DATA PROVIDED:
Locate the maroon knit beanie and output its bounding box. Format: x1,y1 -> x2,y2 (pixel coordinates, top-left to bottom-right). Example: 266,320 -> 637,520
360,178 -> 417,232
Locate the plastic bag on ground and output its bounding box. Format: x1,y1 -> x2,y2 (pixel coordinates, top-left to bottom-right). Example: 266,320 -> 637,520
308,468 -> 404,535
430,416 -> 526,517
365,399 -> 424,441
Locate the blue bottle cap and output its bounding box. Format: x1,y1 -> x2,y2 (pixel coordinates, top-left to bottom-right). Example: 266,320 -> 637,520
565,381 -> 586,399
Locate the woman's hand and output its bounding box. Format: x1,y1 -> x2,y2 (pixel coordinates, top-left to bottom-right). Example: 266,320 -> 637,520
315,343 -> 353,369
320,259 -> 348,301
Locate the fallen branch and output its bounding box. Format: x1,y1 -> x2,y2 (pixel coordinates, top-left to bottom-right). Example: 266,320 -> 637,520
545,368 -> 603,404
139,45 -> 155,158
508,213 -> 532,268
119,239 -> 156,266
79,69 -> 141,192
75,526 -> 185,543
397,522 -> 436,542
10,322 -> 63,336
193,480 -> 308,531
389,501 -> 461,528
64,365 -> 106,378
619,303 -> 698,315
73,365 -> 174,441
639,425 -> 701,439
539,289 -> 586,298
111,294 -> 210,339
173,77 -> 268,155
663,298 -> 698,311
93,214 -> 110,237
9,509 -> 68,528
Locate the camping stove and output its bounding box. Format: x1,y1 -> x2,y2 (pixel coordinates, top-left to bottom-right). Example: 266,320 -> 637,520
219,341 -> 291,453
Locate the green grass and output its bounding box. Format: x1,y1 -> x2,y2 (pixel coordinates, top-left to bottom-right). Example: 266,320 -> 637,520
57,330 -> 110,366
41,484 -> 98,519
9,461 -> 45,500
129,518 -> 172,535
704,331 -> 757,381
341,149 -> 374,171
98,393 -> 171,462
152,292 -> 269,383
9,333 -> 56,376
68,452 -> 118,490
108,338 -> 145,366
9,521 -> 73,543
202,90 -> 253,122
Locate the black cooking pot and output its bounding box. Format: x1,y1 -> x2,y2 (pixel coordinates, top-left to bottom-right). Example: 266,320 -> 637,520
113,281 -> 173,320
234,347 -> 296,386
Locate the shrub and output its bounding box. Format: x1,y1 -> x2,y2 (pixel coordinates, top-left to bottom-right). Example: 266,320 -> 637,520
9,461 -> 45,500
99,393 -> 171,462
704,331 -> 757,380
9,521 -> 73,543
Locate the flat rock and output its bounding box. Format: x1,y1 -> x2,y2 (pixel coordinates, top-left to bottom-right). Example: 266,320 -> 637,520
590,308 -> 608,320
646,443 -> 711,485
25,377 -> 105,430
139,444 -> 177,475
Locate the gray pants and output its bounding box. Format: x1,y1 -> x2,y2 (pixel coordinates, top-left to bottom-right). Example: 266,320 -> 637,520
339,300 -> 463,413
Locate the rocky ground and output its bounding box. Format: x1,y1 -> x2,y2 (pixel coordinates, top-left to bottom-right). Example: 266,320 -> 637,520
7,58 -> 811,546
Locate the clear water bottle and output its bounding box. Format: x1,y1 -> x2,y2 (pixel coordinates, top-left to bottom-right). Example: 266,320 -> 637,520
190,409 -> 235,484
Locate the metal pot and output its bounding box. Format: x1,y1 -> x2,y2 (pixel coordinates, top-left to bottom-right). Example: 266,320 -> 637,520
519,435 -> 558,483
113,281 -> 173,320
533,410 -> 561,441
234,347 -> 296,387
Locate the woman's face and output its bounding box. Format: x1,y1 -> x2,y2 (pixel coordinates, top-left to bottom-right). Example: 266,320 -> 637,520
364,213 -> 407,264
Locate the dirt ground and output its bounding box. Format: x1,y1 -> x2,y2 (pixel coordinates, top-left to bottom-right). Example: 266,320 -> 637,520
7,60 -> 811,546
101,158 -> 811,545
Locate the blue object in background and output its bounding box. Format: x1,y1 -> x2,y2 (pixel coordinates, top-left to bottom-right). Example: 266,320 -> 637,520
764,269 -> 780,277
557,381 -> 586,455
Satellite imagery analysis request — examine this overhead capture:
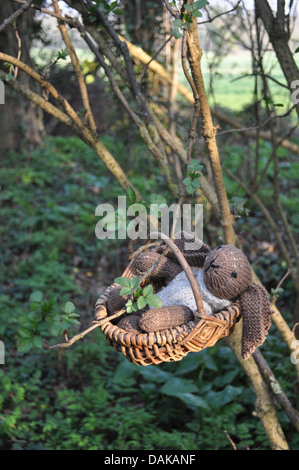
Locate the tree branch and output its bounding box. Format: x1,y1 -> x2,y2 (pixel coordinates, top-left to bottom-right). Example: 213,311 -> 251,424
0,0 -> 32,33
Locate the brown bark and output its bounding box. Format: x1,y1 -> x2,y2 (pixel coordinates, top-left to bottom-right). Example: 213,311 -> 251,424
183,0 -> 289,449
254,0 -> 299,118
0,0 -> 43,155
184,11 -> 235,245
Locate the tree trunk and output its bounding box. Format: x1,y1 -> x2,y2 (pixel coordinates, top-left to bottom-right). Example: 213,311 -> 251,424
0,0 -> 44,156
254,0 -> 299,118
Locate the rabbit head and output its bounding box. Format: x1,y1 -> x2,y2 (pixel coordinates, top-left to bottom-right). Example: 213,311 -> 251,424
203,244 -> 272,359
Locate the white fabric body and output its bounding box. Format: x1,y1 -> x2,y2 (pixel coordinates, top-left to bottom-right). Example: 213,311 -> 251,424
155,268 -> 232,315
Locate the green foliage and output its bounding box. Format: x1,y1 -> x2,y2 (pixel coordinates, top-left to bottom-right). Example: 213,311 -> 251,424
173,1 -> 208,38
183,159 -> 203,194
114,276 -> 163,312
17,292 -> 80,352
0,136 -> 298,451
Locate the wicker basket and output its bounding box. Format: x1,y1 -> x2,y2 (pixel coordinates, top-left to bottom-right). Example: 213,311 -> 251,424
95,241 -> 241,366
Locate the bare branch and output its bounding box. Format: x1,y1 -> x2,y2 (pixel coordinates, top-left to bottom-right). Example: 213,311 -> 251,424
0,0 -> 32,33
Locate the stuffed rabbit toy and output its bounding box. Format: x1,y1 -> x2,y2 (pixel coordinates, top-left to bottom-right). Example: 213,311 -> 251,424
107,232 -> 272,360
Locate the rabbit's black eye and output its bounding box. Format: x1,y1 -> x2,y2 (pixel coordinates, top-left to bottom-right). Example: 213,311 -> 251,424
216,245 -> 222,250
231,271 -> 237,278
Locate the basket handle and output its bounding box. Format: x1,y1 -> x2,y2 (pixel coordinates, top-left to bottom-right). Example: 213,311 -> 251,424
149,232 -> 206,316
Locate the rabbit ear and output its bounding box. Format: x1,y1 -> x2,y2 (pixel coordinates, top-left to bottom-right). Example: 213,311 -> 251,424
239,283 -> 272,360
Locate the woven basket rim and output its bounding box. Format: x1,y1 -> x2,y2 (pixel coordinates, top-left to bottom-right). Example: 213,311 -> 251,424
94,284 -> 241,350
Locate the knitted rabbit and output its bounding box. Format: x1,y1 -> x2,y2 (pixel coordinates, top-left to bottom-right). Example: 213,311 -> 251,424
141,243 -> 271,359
* * *
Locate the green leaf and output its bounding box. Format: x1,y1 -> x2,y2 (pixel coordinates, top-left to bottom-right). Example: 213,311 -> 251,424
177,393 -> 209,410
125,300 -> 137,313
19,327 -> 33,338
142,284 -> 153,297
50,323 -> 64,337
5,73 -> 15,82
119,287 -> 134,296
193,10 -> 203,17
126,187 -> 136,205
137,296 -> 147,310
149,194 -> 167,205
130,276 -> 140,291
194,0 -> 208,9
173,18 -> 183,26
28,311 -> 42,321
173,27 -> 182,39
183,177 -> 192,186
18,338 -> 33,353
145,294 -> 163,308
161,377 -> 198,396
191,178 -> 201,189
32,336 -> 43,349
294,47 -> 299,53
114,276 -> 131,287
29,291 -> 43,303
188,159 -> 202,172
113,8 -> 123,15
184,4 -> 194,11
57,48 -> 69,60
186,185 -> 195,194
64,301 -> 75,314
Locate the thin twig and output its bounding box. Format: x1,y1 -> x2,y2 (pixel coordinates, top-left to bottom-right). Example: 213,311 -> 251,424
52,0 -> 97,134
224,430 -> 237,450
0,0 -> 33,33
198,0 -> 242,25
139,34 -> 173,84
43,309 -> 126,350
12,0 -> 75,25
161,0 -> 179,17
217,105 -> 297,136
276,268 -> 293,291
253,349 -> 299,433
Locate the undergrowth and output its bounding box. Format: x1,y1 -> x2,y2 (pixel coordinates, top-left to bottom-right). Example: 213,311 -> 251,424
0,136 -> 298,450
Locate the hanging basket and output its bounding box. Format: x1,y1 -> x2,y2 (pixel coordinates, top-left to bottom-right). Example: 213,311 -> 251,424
---
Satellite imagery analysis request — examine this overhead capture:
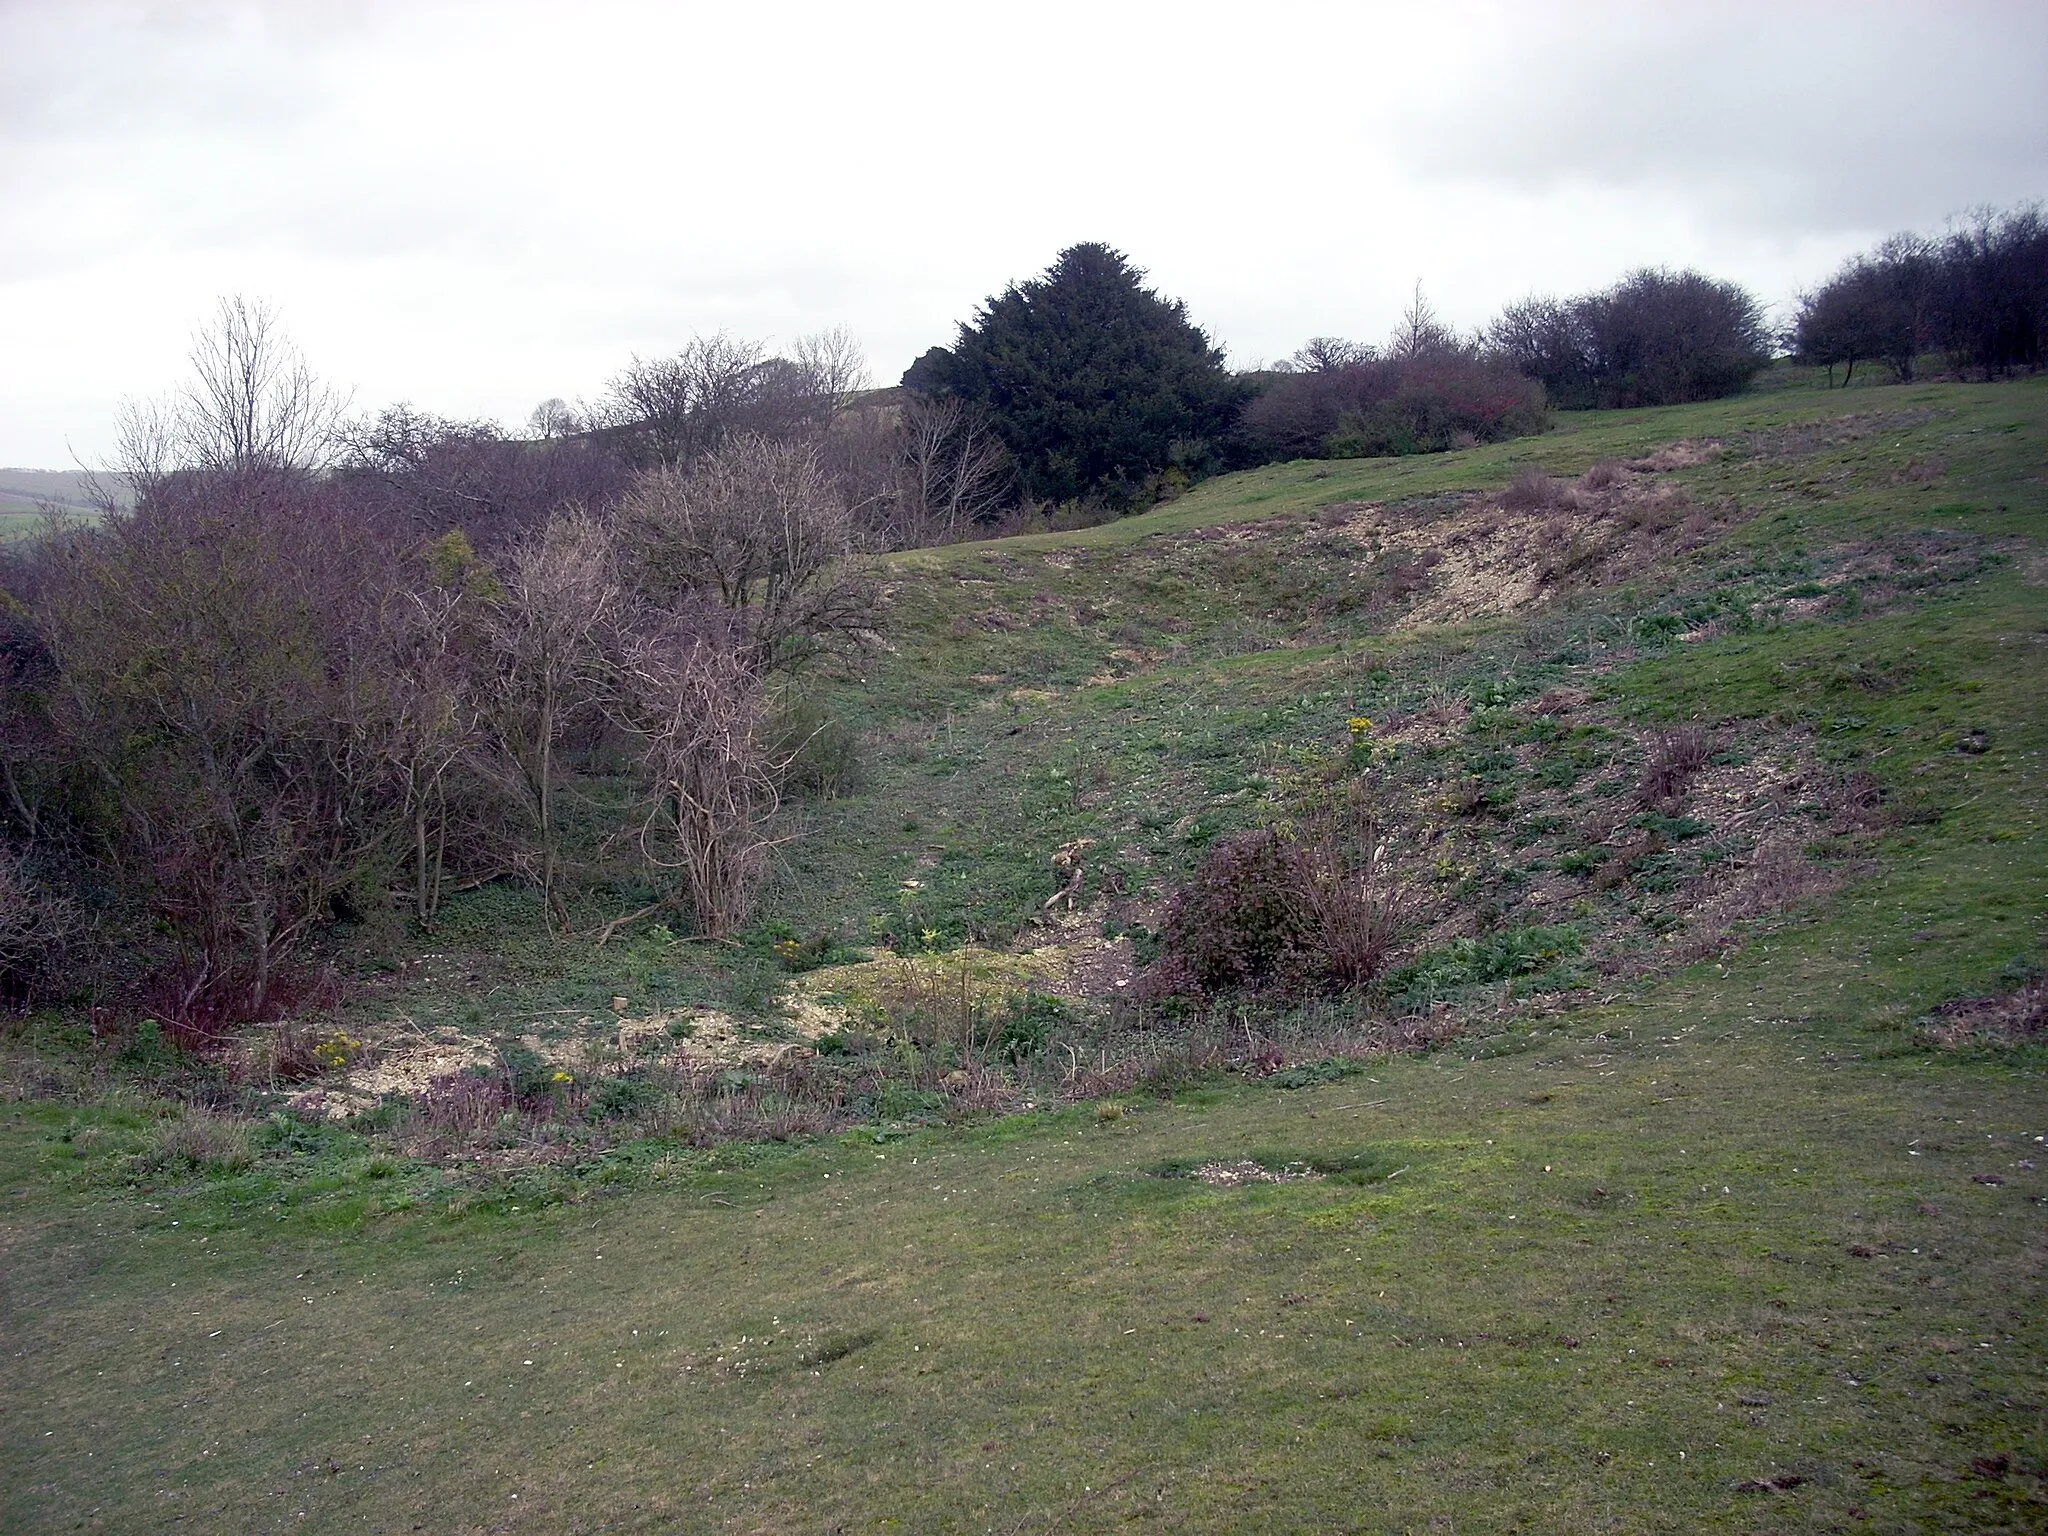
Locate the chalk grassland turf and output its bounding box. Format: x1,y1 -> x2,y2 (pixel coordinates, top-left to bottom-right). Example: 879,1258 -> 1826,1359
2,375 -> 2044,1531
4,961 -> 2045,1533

WHAT YOU HAVE TO DO: Take exactly the lines from the one containing "Locate the undergrowth" through the one containing "Locate the hanging" in the data above, and output them with nothing added.

ANSWER FOR THE TASK:
Locate the undergrowth and output its bounding box. Format: x1,y1 -> x2,y2 (pixel coordinates, top-left to bottom-right). Example: 213,311 -> 251,424
0,136 -> 298,450
Locate the hanging basket and output its bounding box. Format: x1,y1 -> x2,y2 (pixel coordinates, top-left to bottom-right). Example: 213,311 -> 251,424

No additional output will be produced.